Entries from a pointing dataset:

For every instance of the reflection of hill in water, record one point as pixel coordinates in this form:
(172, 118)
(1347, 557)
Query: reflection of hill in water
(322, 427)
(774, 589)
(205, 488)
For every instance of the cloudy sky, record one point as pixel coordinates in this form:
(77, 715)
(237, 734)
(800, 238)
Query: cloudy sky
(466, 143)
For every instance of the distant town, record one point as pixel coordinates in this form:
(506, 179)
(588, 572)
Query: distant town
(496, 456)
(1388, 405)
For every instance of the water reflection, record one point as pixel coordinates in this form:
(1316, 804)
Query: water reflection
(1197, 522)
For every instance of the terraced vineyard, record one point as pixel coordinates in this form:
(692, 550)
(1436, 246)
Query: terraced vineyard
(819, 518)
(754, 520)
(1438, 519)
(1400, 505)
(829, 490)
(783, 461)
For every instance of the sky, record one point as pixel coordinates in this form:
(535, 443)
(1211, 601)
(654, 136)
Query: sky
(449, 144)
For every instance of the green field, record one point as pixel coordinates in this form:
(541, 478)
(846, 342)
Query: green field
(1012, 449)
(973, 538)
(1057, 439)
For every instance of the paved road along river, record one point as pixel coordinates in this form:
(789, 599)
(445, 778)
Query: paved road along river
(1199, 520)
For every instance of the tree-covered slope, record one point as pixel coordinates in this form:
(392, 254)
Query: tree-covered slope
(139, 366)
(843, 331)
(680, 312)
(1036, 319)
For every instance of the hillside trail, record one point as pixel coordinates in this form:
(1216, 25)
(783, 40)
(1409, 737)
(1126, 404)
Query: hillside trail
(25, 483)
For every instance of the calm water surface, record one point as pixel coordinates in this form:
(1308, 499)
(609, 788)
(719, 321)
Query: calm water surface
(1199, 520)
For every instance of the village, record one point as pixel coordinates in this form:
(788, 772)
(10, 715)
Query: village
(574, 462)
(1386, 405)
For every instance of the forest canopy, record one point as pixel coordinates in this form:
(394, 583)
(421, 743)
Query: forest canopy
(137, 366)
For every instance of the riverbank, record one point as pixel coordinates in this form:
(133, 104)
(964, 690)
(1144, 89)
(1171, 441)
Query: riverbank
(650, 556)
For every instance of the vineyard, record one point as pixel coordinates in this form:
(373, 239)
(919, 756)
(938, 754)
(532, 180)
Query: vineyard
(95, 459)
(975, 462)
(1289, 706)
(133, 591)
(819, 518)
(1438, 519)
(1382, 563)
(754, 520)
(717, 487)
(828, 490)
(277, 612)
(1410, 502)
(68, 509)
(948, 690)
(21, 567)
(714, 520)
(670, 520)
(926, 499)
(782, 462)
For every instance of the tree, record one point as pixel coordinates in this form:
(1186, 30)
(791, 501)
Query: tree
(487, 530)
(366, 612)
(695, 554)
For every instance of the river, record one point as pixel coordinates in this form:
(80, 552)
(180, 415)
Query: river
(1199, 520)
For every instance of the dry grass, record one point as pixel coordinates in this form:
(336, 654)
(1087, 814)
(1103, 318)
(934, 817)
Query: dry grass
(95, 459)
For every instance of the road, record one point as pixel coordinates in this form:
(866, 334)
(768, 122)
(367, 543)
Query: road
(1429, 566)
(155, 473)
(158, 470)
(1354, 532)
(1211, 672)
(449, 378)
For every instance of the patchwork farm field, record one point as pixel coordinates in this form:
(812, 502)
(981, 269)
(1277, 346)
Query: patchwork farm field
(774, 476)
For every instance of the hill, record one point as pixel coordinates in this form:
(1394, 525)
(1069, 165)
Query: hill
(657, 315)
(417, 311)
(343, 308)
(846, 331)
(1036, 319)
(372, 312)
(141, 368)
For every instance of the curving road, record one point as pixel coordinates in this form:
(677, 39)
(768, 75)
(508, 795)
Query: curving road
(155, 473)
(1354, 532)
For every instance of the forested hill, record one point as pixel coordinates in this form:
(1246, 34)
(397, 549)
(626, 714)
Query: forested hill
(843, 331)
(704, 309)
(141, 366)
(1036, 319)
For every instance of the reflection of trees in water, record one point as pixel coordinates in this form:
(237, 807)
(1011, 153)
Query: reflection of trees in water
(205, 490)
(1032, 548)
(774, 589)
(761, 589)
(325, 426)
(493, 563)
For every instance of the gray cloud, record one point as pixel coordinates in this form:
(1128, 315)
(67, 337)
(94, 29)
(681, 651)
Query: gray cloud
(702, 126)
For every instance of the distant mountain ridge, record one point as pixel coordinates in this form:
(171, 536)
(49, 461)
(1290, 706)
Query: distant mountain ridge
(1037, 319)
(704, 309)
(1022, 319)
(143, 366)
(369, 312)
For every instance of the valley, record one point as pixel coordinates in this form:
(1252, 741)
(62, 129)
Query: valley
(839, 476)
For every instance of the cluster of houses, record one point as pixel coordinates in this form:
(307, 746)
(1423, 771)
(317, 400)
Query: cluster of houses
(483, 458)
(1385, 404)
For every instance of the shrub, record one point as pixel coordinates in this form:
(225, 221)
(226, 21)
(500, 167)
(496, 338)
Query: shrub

### [REQUEST]
Copy every line of the material above word for word, with nothing changed.

### [COMPLETED TASK]
For every instance of the reflection of hill in water, record one point as pixel coordinates in this form:
(172, 118)
(1347, 557)
Query: reflection of hill in water
(322, 427)
(774, 589)
(205, 488)
For every instance of the cloudy sky, record one point as pixel coordinates in this form:
(77, 715)
(237, 734)
(800, 238)
Query: cloudy sky
(466, 143)
For every instance of the distant town, record one point as pixel coordinates in this form:
(506, 179)
(588, 572)
Query: distant town
(496, 456)
(1388, 405)
For every instance of the water reflection, record one point as pixel coordinates in this form:
(1316, 804)
Query: water reflection
(1197, 522)
For every instance of the terraced vineyard, record one point as pixel coordinates in this form:
(692, 550)
(1436, 246)
Query: terraced vineyard
(819, 518)
(754, 520)
(1438, 519)
(1400, 505)
(829, 490)
(783, 461)
For every instance of the sky, record one point as pixel coordinates in this form:
(535, 443)
(1211, 601)
(654, 136)
Query: sky
(449, 144)
For every instance of the green field, record one point as pixel coordinates in this form:
(541, 478)
(846, 342)
Query: green field
(1012, 449)
(973, 538)
(1057, 439)
For every instance of the paved road along river, record one point as pixel coordinates in this form:
(789, 599)
(445, 778)
Query: paved road along river
(1199, 520)
For every instance of the tree-covered slope, record one point as pixel coordinates in this form:
(392, 254)
Query: tree-covered slope
(139, 366)
(843, 331)
(680, 312)
(1036, 319)
For every instance of the hillside trail, record one point as pixel coordinates in this form:
(1216, 25)
(783, 40)
(1409, 737)
(1126, 404)
Query: hillside trail
(25, 483)
For every instance of the calm water surface, record one point as pixel coordinates in this form:
(1308, 499)
(609, 788)
(719, 321)
Query: calm water surface
(1199, 520)
For every instance of the village, record one point as pixel coordinates in this form:
(788, 772)
(10, 715)
Query: village
(574, 462)
(1386, 405)
For every instance of the forest canopy, record one point as pixel coordinates in this form:
(394, 583)
(421, 743)
Query: forest canopy
(137, 366)
For every instance of the riverbank, record one point as pixel coordinates in this form:
(133, 104)
(964, 690)
(1144, 89)
(1171, 441)
Query: riverbank
(650, 556)
For every instance of the vineyard, record one point as pixel coordinates in this form:
(373, 239)
(919, 756)
(938, 754)
(532, 180)
Query: vineyard
(95, 459)
(975, 462)
(1289, 706)
(133, 591)
(819, 518)
(1438, 519)
(1382, 563)
(754, 520)
(717, 487)
(828, 490)
(277, 612)
(1410, 502)
(68, 509)
(948, 690)
(21, 567)
(714, 520)
(670, 520)
(926, 499)
(782, 462)
For every instance of the tree, record one point as pixel coordinates in this form:
(1186, 30)
(791, 501)
Query: tree
(487, 530)
(366, 612)
(695, 554)
For every instance of the river, record one point as pixel coordinates in this form:
(80, 552)
(180, 415)
Query: river
(1199, 520)
For every instance of the dry grass, record one point as pixel coordinates in this form:
(336, 654)
(1087, 814)
(1103, 318)
(934, 817)
Query: dry grass
(95, 459)
For every instance of the road, record one point as pixel coordinates in this form:
(866, 334)
(768, 122)
(367, 543)
Query: road
(1429, 566)
(155, 473)
(158, 470)
(1354, 532)
(1211, 672)
(449, 378)
For every instance of the patchwork farm field, record one point as pixel coordinates in this form:
(812, 502)
(981, 269)
(1277, 346)
Query: patchwork farm field
(774, 476)
For every instance of the hill, record one point as pixel coordinates in this form:
(1394, 525)
(1069, 165)
Query: hill
(657, 315)
(417, 311)
(343, 308)
(846, 331)
(1036, 319)
(372, 312)
(141, 368)
For every instance of the curving road, record one point as pixel coordinates in this form:
(677, 39)
(768, 75)
(508, 795)
Query: curving road
(155, 473)
(1354, 532)
For every instance of the forested hill, record one point as pixel coordinates in this form:
(1246, 34)
(397, 549)
(626, 714)
Query: forested hill
(843, 331)
(704, 309)
(141, 366)
(1036, 319)
For every instance of the reflection of trees in water, record one point as pixel coordinates in this form:
(237, 807)
(1011, 153)
Query: reflection of trees in water
(205, 490)
(1032, 548)
(774, 589)
(761, 589)
(325, 426)
(493, 563)
For every instance of the gray cloud, record one point as pixel coordinates in this form:
(1128, 315)
(67, 337)
(94, 29)
(681, 651)
Query: gray cloud
(702, 126)
For every instance of the distant mountain ridge, record one point as pixel coordinates in this form:
(171, 536)
(49, 461)
(1290, 706)
Query: distant mountain ridge
(1037, 319)
(704, 309)
(1022, 319)
(143, 366)
(369, 312)
For every instance of the valley, record one point as pixel coordinates in this form:
(1252, 741)
(62, 129)
Query: valley
(839, 476)
For every instance of the cluster of houses, record one point as pixel coordinates in this form:
(307, 746)
(1423, 771)
(317, 400)
Query: cluster of houses
(483, 458)
(1385, 404)
For every instance of the shrub, record one point as pixel coordinates in this form:
(225, 221)
(226, 21)
(500, 167)
(496, 338)
Query: shrub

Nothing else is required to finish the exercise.